**BRONTEKST**
==*==

Gezien de omvang en complexiteit van het leerstuk van doorbraak van de aansprakelijkheid hebben de auteurs zich in het artikel beperkt tot het beantwoorden van de vraag in hoeverre de bestuurder(s) van de naamloze vennootschap mede aansprakelijk gesteld kunnen worden voor onrechtmatig handelen van de vennootschap.

In het Surinaams rechtsverkeer komt regelmatig voor dat de schuldeiser of benadeelde zich niet succesvol kan verhalen op de vennootschap, simpelweg omdat de vennootschap geen verhaalsvermogen (meer) biedt, doordat het is weggesluisd (ter illustratie: de klassieke sterfhuisconstructie). Ook komt het regelmatig voor dat een persoon volledige of overheersende zeggenschap heeft over twee vennootschappen en bij de wederpartij de indruk heeft doen ontstaan met de ene vennootschap tot zaken te zijn gekomen, terwijl de wederpartij met de andere vennootschap contractueel wordt verbonden.

Vanuit de juridische principes dat de beperkte aansprakelijkheid van de vennootschap geen vrijbrief mag vormen voor onrechtmatig handelen of misbruik van vennootschap en dat een onrechtmatige toestand nimmer in stand mag blijven, hebben de auteurs in dit artikel vanuit de rechtstheorie en de (Surinaamse) rechtspraak onderzocht op welke wijzen de aansprakelijkheid van de vennootschap kan worden doorbroken. Voor het relativeren dan wel doorbreken van de rechtspersoonlijkheid bestaan verschillende juridische methoden. De meest bekende juridische methode is die van de 'doorbraak van aansprakelijkheid' welke doelt op die gevallen waarin het recht toelaat dat de exclusiviteit van de aansprakelijkheid van de vennootschap voor eigen schulden en handelingen wordt doorbroken en deze aansprakelijkheid zich hecht of mede hecht aan nauw met de vennootschap verbonden (rechts)personen. Het doorbreken van de aansprakelijkheid van de vennootschap kan via twee juridische wegen geschieden, namelijk: 1. de klassieke wettelijke onrechtmatige daadsactie ex artikel 1386 BW; of 2. op grond van de buitenwettelijke civielrechtelijke hoeder ‘vereenzelviging’.

==*==

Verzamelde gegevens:
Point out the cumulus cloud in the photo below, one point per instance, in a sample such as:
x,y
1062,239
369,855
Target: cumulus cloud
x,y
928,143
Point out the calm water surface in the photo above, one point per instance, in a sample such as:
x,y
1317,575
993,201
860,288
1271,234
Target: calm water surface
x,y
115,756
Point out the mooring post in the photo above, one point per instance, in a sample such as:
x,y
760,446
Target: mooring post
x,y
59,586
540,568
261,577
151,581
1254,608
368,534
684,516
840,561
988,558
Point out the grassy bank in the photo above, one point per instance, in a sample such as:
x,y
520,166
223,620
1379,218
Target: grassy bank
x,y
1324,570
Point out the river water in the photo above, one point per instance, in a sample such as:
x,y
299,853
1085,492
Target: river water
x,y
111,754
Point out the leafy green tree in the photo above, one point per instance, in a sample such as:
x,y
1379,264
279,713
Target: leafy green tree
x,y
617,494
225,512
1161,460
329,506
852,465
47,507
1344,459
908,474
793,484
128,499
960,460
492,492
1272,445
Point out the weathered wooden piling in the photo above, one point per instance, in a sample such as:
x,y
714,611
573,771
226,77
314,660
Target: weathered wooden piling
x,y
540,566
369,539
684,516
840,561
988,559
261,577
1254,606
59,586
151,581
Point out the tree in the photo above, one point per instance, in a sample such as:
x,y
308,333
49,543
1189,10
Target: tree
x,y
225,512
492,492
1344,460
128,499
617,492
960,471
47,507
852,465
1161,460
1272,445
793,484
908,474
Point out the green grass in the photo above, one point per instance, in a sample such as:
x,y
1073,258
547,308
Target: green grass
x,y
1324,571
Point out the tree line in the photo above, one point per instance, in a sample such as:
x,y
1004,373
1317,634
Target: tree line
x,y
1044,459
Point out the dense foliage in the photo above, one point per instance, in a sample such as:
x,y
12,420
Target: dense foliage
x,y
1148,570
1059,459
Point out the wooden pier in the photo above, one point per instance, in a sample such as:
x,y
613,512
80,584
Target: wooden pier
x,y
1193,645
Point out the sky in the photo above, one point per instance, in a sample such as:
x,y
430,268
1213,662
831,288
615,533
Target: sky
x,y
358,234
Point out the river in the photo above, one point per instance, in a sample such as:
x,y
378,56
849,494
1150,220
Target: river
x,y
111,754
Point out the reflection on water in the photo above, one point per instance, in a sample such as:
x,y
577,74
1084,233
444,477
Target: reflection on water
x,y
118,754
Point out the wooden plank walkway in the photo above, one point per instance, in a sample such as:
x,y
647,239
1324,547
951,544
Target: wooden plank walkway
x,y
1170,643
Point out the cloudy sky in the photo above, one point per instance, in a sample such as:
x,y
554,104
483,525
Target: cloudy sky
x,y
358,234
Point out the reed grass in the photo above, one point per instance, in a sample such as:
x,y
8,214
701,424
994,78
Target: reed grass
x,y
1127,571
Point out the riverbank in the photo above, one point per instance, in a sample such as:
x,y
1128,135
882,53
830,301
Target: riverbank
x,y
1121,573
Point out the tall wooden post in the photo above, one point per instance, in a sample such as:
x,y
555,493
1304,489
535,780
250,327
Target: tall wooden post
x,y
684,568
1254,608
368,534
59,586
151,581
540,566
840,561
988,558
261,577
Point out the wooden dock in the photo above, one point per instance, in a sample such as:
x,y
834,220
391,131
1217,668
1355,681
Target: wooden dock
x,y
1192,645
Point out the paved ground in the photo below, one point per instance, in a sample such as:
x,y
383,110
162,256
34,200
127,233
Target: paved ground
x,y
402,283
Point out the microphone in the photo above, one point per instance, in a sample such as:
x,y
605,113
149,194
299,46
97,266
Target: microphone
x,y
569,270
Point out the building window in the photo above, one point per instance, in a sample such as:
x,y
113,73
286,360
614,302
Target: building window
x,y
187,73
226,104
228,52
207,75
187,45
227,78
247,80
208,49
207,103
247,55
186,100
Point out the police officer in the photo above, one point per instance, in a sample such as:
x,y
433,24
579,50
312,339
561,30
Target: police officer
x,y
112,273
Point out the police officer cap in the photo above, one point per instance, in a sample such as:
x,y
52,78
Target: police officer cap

==*==

**OPDRACHTEN**
1. Herhaal uit de tekst over doorbraak van aansprakelijkheid woordelijk alles van "Gezien de omvang" tot en met "contractueel wordt verbonden.".
2. Ga verder met de tekst over doorbraak van aansprakelijkheid, te beginnen na de laatste zin die erin staat.

**ANTWOORDEN OPDRACHTEN**
1.
Gezien de omvang en complexiteit van het leerstuk van doorbraak van de aansprakelijkheid hebben de auteurs zich in het artikel beperkt tot het beantwoorden van de vraag in hoeverre de bestuurder(s) van de naamloze vennootschap mede aansprakelijk gesteld kunnen worden voor onrechtmatig handelen van de vennootschap.

In het Surinaams rechtsverkeer komt regelmatig voor dat de schuldeiser of benadeelde zich niet succesvol kan verhalen op de vennootschap, simpelweg omdat de vennootschap geen verhaalsvermogen (meer) biedt, doordat het is weggesluisd (ter illustratie: de klassieke sterfhuisconstructie). Ook komt het regelmatig voor dat een persoon volledige of overheersende zeggenschap heeft over twee vennootschappen en bij de wederpartij de indruk heeft doen ontstaan met de ene vennootschap tot zaken te zijn gekomen, terwijl de wederpartij met de andere vennootschap contractueel wordt verbonden.

2.
De onrechtmatige daadsactie ex artikel 1386 BW
Het gedrag van de bestuurder moet in de gegeven omstandigheden zodanig onzorgvuldig zijn met benadeling en schade als gevolg, dat hem daarvan persoonlijk een ernstig verwijt kan worden gemaakt. Alleen dan is de onrechtmatige daadsaansprakelijkheid van de bestuurder aan de orde. Van belang voor toepassing van de ernstigverwijtmaatstaf is dat de onrechtmatige daad is begaan bij de taakvervulling van de bestuurder, of daarmee in zodanig verband staat dat die toepassing gerechtvaardigd is. Niet aansprakelijk is echter de bestuurder die bewijst dat de onbehoorlijke taakvervulling, mede gelet op zijn werkkring en de periode gedurende welke hij in functie is geweest, niet aan hem te wijten is en dat hij niet nalatig is geweest in het treffen van maatregelen om de gevolgen daarvan af te wenden.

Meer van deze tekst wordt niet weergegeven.